◆ DOCUMENT SEGMENT ◆
* * * *

I was on my way and the taxi driver told me to please go home. Everybody was running and they were all shouting: “the Taliban are coming, the Taliban are here.” It was unbelievable.

I tried to hide at home, and as I live alone, I called my friends to be with me.

We three women journalists were alone at home, we were in panic, shocked. We didn’t eat anything the whole day. All our families kept calling us and we were following the news to see what was happening. It was heartbreaking and shocking.

We could see they were taking over Kabul step by step.

In the morning, they were in the streets and in just less than 10 hours they sat at the Presidential palace, then they blew out our flag and entered national TV and radio studios. I never would have imagined that I would see a Taliban on a motorcycle with their white flags from my balcony one day.

We were all busy with our mobiles, calling and messaging, and we could see the Taliban and the fall of Kabul is on the headline of all news. After seeing a tweet from one of our friends that the Taliban started a door to door search looking for government officials, police and NGOs and journalists in Kabul, we decided to change our location.

Monday, August 16.

The suitcase.

It was Monday, August 16th, about 7 PM, the last time I was in my house in Kabul, on my balcony, which was the only place for me to heal and enjoy the view of Kabul city after work.

I left everything behind, all my stuff and souvenirs I collected from different countries and all my printed photos that were supposed to go to NYC for my next exhibition.

I left my home with a small suitcase and a bag pack for my camera and laptop.

I filmed this video the last time I was on my balcony. We, three friends, went to another friend’s house who lives with her family. When we saw each other, it was all about crying and crying.

Wednesday, August 18.

Deleting our profiles on social media.

Wednesday, August 18, passed with stress and panic. My friend’s mom tried to cook food while we didn’t have electricity, and everybody was trying to give us hope and reduce our stress. But nothing worked during that moment.

We, four women journalists, tried to delete our profile pictures and deactivate our social media accounts.

* * * *

◆ YOUR INSTRUCTIONS ◆
Reproduce the passage of the Kabul account that begins at "In the morning, they" and stops after "balcony one day.". Work from the account above and nothing else.

* * * *

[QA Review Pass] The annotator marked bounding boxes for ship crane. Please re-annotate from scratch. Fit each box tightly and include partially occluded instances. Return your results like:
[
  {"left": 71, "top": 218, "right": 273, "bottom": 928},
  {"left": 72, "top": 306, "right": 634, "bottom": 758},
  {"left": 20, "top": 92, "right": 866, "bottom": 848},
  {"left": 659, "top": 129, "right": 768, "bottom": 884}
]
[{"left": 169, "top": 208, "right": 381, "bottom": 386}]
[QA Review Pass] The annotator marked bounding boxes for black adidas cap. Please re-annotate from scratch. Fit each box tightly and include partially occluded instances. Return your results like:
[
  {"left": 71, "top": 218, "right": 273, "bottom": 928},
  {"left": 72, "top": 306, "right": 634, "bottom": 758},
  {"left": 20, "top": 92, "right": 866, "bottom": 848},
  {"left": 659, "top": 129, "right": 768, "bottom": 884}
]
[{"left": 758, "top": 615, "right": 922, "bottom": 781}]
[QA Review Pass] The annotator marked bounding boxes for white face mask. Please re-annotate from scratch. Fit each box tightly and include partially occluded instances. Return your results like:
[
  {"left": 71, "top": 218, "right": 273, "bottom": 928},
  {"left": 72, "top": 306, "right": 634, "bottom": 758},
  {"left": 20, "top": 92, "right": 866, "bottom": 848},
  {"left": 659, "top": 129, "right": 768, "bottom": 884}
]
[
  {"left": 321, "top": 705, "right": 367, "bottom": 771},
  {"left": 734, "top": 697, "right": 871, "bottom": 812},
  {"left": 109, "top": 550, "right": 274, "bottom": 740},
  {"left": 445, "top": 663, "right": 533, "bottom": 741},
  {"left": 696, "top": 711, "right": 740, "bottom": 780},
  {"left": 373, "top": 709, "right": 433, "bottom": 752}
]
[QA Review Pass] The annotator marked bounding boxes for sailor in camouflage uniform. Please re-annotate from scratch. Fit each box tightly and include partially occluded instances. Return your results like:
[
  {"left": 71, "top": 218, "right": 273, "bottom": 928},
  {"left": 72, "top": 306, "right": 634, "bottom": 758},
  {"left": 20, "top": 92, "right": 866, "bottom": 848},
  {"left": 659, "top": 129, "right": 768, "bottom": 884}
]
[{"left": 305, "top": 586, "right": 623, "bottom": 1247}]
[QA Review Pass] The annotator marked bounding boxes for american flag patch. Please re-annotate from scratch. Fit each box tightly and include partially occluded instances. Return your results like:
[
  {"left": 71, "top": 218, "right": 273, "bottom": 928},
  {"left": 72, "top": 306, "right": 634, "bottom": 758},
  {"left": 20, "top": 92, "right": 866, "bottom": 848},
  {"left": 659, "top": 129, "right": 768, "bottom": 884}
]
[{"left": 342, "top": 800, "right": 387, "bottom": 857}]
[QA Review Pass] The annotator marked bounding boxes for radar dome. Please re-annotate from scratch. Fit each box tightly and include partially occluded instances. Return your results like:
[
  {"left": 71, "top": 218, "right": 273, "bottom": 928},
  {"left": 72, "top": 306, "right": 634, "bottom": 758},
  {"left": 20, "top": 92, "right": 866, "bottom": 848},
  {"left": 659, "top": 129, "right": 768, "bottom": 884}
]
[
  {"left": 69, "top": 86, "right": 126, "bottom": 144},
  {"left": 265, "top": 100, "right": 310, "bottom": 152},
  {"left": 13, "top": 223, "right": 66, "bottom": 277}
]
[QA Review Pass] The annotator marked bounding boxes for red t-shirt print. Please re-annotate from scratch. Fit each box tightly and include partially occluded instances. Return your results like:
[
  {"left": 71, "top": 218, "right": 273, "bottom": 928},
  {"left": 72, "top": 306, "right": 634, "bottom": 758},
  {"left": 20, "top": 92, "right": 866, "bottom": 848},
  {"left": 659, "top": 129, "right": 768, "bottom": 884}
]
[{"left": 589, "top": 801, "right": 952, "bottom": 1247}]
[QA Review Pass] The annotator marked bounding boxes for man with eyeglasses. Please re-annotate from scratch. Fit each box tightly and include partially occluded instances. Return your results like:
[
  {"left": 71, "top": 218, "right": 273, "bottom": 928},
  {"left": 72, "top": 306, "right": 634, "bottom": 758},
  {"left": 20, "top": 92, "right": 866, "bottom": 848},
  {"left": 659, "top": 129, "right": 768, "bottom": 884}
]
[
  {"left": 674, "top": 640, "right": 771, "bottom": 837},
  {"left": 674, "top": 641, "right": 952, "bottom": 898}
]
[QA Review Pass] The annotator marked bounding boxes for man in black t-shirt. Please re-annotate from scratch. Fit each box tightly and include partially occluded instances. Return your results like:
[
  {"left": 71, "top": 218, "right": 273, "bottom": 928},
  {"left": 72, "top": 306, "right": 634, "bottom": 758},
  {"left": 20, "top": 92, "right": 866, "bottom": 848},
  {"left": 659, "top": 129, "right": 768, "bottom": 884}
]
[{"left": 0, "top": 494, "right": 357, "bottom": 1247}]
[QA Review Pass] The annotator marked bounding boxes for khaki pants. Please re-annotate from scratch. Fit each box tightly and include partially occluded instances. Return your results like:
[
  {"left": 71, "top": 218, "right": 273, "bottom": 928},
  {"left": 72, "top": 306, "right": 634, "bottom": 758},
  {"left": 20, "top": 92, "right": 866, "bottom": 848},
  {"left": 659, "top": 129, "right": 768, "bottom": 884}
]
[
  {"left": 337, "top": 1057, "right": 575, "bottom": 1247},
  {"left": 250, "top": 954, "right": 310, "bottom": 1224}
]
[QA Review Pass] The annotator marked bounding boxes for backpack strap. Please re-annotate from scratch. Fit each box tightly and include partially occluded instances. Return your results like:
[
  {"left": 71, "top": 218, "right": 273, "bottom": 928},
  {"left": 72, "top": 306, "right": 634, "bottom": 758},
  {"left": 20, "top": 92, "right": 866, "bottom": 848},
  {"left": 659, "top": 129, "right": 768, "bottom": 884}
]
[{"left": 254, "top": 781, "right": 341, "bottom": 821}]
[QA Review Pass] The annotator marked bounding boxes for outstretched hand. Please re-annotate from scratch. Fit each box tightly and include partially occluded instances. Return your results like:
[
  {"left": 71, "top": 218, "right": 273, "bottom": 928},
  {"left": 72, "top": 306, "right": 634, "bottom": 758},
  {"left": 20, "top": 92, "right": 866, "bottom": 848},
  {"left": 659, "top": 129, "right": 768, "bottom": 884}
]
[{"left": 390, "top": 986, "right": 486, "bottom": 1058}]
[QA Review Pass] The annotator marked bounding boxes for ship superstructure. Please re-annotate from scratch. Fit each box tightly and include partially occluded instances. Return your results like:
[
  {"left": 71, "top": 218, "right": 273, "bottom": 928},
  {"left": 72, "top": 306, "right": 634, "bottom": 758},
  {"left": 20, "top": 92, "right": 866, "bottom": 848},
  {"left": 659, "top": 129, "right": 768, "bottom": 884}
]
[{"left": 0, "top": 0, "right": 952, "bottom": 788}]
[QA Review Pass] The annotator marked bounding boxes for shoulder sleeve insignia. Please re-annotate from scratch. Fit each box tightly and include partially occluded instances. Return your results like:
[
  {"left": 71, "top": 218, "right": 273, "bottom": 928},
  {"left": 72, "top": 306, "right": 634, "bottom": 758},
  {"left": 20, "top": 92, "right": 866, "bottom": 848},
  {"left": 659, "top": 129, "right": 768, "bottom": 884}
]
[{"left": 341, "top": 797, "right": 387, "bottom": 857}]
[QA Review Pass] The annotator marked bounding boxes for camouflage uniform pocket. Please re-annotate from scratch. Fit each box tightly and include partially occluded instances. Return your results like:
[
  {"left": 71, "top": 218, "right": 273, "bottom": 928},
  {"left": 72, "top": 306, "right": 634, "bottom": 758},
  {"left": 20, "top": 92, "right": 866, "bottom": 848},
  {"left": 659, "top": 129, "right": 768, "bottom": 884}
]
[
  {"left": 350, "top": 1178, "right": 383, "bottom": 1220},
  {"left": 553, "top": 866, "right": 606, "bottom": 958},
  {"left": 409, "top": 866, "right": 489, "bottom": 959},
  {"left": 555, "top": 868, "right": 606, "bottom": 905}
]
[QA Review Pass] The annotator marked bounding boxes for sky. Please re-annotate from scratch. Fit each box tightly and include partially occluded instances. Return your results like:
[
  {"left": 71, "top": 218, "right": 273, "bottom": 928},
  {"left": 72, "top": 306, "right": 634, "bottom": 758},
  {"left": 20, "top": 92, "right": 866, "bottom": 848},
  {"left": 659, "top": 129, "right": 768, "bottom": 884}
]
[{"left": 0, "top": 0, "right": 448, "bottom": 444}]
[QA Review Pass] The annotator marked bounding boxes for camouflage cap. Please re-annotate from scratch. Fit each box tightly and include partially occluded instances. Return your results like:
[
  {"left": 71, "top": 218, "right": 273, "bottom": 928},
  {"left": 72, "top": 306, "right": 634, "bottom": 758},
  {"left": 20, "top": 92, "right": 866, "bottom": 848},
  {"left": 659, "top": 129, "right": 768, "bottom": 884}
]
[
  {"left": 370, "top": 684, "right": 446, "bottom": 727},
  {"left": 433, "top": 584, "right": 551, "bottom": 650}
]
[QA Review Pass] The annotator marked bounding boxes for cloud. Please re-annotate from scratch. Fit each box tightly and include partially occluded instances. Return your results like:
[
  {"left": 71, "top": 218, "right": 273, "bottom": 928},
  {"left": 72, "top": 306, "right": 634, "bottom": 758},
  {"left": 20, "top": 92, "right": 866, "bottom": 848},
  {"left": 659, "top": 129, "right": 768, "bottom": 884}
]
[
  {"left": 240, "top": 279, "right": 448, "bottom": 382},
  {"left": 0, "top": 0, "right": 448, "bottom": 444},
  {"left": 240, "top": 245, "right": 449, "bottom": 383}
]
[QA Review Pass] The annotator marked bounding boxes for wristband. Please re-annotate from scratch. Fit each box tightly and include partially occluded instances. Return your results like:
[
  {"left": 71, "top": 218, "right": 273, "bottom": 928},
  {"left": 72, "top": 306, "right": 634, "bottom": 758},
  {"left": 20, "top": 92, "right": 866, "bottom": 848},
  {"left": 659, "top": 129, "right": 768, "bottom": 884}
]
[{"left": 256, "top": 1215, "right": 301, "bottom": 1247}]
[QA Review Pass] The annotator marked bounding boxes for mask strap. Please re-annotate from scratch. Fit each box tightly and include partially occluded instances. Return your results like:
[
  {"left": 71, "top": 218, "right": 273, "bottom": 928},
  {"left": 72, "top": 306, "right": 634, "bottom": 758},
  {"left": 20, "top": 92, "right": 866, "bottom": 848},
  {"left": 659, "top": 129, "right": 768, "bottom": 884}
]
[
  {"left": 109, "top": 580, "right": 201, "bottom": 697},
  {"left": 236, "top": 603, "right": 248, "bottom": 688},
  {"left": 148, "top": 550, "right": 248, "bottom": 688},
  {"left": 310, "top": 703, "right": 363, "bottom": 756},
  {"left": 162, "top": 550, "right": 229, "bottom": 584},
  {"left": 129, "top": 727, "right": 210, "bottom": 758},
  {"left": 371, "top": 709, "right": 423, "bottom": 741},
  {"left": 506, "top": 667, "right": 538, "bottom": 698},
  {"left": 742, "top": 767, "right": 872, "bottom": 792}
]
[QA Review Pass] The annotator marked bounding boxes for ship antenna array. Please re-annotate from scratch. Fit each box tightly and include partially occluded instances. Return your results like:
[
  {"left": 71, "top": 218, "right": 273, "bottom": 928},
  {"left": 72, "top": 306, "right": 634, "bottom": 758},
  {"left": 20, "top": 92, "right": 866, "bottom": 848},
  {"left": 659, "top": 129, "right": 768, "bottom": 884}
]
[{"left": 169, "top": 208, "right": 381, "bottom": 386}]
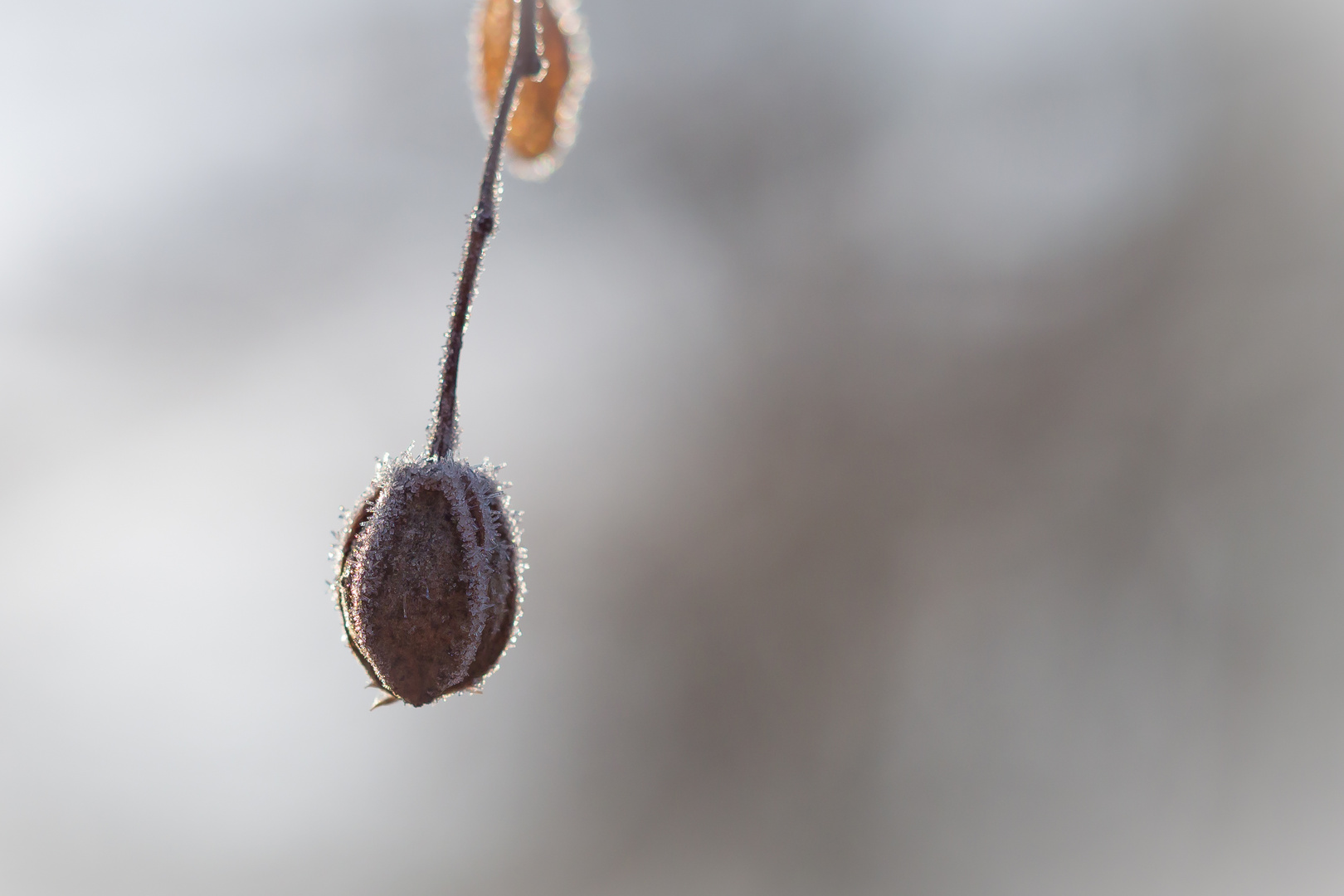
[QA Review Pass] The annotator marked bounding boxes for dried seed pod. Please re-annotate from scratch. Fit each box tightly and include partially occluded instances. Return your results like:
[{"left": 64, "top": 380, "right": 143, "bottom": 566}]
[
  {"left": 336, "top": 457, "right": 523, "bottom": 707},
  {"left": 470, "top": 0, "right": 592, "bottom": 180},
  {"left": 334, "top": 0, "right": 586, "bottom": 707}
]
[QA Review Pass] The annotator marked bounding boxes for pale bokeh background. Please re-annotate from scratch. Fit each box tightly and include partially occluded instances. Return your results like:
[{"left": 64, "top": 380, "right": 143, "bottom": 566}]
[{"left": 0, "top": 0, "right": 1344, "bottom": 896}]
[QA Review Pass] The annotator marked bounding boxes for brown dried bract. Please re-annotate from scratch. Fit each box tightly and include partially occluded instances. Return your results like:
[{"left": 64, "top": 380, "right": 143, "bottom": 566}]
[
  {"left": 336, "top": 458, "right": 523, "bottom": 707},
  {"left": 470, "top": 0, "right": 592, "bottom": 178}
]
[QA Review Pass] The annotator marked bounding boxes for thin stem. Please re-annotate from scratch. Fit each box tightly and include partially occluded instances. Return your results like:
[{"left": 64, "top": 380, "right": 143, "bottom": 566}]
[{"left": 429, "top": 0, "right": 542, "bottom": 458}]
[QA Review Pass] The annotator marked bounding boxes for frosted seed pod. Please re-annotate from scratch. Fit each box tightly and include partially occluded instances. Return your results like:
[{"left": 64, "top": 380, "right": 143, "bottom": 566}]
[
  {"left": 334, "top": 0, "right": 587, "bottom": 707},
  {"left": 336, "top": 458, "right": 523, "bottom": 707},
  {"left": 470, "top": 0, "right": 592, "bottom": 180}
]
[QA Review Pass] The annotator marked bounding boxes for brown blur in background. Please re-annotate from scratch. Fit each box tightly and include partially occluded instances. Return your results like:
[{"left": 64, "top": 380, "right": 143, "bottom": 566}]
[{"left": 0, "top": 0, "right": 1344, "bottom": 896}]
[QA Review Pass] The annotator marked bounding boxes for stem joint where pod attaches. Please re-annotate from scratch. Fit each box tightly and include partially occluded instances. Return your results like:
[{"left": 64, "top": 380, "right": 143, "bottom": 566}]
[{"left": 429, "top": 0, "right": 542, "bottom": 458}]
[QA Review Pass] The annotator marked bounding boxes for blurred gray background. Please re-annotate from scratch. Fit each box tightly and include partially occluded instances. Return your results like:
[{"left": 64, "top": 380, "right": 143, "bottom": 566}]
[{"left": 0, "top": 0, "right": 1344, "bottom": 896}]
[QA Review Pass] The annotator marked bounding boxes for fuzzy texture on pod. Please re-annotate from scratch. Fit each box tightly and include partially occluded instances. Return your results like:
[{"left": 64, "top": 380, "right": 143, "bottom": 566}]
[
  {"left": 336, "top": 457, "right": 523, "bottom": 707},
  {"left": 470, "top": 0, "right": 592, "bottom": 180}
]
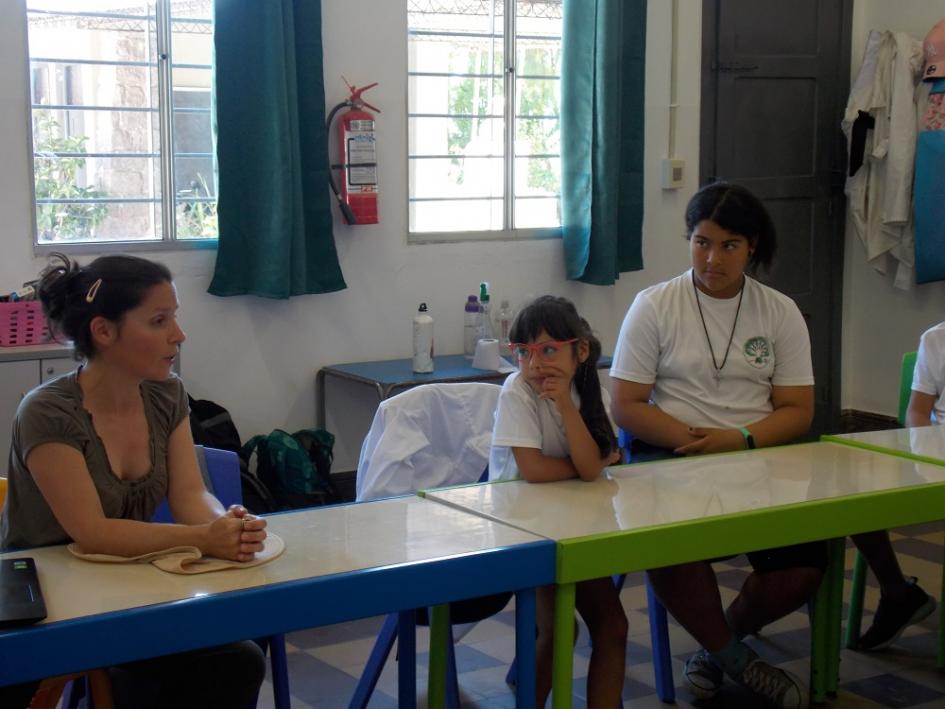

* * * *

◆ SOLUTION TO THE PROBLEM ◆
In the morning, they were in the streets and in just less than 10 hours they sat at the Presidential palace, then they blew out our flag and entered national TV and radio studios. I never would have imagined that I would see a Taliban on a motorcycle with their white flags from my balcony one day.